Beginning with the first entry, set down each one exactly as shown.

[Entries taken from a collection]
+===+
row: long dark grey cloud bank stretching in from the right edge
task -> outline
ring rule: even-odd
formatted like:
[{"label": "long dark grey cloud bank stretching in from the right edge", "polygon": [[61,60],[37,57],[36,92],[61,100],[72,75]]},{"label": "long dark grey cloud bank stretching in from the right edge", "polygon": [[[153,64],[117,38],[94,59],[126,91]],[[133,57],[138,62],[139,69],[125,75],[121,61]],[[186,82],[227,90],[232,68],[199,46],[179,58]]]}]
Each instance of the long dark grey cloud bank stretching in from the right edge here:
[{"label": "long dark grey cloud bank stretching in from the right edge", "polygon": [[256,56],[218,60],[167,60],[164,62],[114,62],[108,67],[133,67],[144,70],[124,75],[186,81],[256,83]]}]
+===+
[SOLUTION]
row: long dark grey cloud bank stretching in from the right edge
task -> outline
ring rule: even-odd
formatted like:
[{"label": "long dark grey cloud bank stretching in from the right edge", "polygon": [[61,60],[37,57],[36,92],[61,100],[72,75]]},{"label": "long dark grey cloud bank stretching in from the right edge", "polygon": [[[153,64],[117,38],[94,59],[126,91]],[[133,57],[138,62],[139,69],[125,75],[121,61]],[[186,82],[227,90],[232,68],[199,46],[179,58]]]}]
Each instance of the long dark grey cloud bank stretching in from the right edge here:
[{"label": "long dark grey cloud bank stretching in from the right edge", "polygon": [[256,56],[218,60],[167,60],[164,62],[114,62],[108,67],[133,67],[144,70],[124,75],[186,81],[256,83]]}]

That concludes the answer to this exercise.